GIVEN TEXT.
Luckily, there's a tool dedicated to solving this exact problem.
tox provides "standardized testing in
Python," and it goes beyond merely running your tests with more than one version
of the interpreter. It creates a fully sandboxed environment in which your
package and its requirements are installed and tested. If you made a change
that works fine when tested directly but the change inadvertently broke your
installation, you'll discover that with tox.
tox
is configured via an .ini
file: tox.ini
. It's a very simple file to
set up. Here's a minimal tox.ini
file taken from the tox documentation:
#!ini
# content of: tox.ini , put in same dir as setup.py
[tox]
envlist = py26,py27
[testenv]
deps=pytest # install pytest in the venvs
commands=py.test # or 'nosetests' or ...
By setting py26
and py27
in the envlist
, tox
knows that it should run
your tests against those versions of the interpreter. There are about a dozen
"default" environments that tox
supports out of the box, including
jython
and pypy
. tox
makes testing against different versions and
configurations it would be a crime not to support multiple versions, if only
to get to use such an awesome tool.

RECORDS SUPPLIED.
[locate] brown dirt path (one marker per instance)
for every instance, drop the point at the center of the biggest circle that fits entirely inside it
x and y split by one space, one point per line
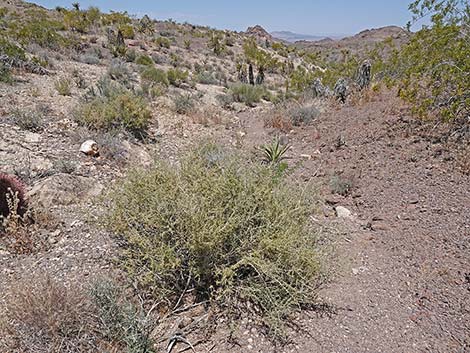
403 281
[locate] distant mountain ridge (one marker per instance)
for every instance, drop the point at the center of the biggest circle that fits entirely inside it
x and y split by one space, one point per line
292 37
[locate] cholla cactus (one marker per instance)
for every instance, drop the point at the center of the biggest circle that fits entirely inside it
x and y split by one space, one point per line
242 73
11 187
364 74
251 75
341 90
260 76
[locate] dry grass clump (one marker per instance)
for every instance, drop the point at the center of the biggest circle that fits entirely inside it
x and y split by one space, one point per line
43 315
229 231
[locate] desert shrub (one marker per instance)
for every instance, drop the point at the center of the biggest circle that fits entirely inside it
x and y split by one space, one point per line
206 78
216 44
90 59
154 76
303 115
184 103
176 76
130 55
81 20
63 86
31 120
115 108
120 72
248 94
5 74
127 31
42 32
225 100
11 50
163 42
116 18
121 321
44 315
228 230
144 60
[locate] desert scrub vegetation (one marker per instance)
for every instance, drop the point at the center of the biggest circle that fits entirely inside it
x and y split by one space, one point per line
183 103
303 115
248 94
113 107
154 76
434 66
144 60
63 86
44 315
176 77
229 231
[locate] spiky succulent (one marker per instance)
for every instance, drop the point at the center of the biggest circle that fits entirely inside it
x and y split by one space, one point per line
274 152
10 185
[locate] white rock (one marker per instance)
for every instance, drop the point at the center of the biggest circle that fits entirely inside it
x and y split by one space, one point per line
90 148
342 212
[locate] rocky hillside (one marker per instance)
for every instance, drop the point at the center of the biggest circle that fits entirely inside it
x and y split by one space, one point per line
167 187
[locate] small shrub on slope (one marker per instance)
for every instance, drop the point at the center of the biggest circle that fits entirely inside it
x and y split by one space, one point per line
115 108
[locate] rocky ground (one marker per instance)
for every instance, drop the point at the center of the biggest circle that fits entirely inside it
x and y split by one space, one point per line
394 194
400 279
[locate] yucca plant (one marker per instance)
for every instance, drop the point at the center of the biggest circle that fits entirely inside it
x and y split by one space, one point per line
274 153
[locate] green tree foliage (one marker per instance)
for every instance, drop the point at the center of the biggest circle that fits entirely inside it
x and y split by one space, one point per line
435 64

PROBLEMS TO SOLVE.
A – Answer these about the tox passage:
(i) Through which file is tox configured?
(ii) Which two interpreter versions does the minimal file's envlist name?
(iii) Which two environments are named as supported out of the box?
B – Update the tox passage starting at "Luckily, there's a" and ending at "that with tox.", putting "isolated" in place of "sandboxed".
Answer using only the tox passage, not the entries.

EXPECTED ANSWERS.
A –
(i) tox.ini
(ii) py26 and py27
(iii) jython and pypy

B –
Luckily, there's a tool dedicated to solving this exact problem.
tox provides "standardized testing in
Python," and it goes beyond merely running your tests with more than one version
of the interpreter. It creates a fully isolated environment in which your
package and its requirements are installed and tested. If you made a change
that works fine when tested directly but the change inadvertently broke your
installation, you'll discover that with tox.